Untold Chess Mates The Scandal That Made the Whole World a Spectator

Untold Chess Mates The Scandal That Made the Whole World a Spectator
Screenplay
100
Cinematography
90
Editing
100
Reader Rating0 Votes
0
97

Taylor Trivia Time™. I love the world of chess. I love the characters. I love the competition. I love the drama. I especially love the influencer era of Hikaru Nakamura, and his twitch streams. I enjoy the chaos that Magnus Carlsen brings to the world. But do I like playing chess? NOPE. Do I understand the deep inner workings of strategy and end games? Absolutely not. I am highly dependent on commentators telling me what is happening from moment to moment as a game unfolds. But I still absolutely love it.

Now… you have to understand that there are sports scandals, and then there are chess scandals. Obviously, until recently, Chess scandals really weren’t a thing. Chess was supposed to be the last gentleman’s game, a battle of pure minds played in hushed rooms by people who’d memorized the Sicilian Defense before they could drive. Then 2022 happened, and suddenly the chess world was engulfed in a controversy involving a 19-year-old American prodigy, the greatest player alive, and — I’m just going to say it — allegations involving vibrating anal beads. Welcome to the future of chess.
# # #
Task directions
According to the chess review, why were chess scandals not really a thing until recently? Answer in one to three sentences.

[Point-per-instance localization data]
# # #
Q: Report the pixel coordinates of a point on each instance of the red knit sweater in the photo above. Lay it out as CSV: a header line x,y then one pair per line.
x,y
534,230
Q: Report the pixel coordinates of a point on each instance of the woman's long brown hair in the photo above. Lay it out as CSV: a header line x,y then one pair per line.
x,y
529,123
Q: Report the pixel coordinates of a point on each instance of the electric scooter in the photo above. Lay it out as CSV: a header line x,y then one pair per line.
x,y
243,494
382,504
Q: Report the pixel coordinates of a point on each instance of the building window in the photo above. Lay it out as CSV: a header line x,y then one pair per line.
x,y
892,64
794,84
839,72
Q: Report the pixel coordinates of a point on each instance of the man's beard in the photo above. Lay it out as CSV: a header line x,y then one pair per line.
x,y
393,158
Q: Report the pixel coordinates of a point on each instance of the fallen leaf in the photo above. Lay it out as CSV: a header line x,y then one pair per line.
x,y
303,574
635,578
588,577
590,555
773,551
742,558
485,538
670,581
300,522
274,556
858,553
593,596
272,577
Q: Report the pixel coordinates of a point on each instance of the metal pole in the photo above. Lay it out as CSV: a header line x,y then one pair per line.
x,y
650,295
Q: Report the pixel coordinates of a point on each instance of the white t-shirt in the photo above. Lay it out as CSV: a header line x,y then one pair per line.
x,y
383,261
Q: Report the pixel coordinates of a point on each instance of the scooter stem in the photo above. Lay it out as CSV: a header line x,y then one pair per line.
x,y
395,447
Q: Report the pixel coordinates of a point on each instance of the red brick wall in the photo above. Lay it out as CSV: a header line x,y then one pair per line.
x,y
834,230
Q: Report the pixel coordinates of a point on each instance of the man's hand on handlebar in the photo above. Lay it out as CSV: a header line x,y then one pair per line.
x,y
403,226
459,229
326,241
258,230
# # #
Response area
Chess was supposed to be the last gentleman's game. It was a battle of pure minds, played in hushed rooms by people who had memorized the Sicilian Defense before they could drive.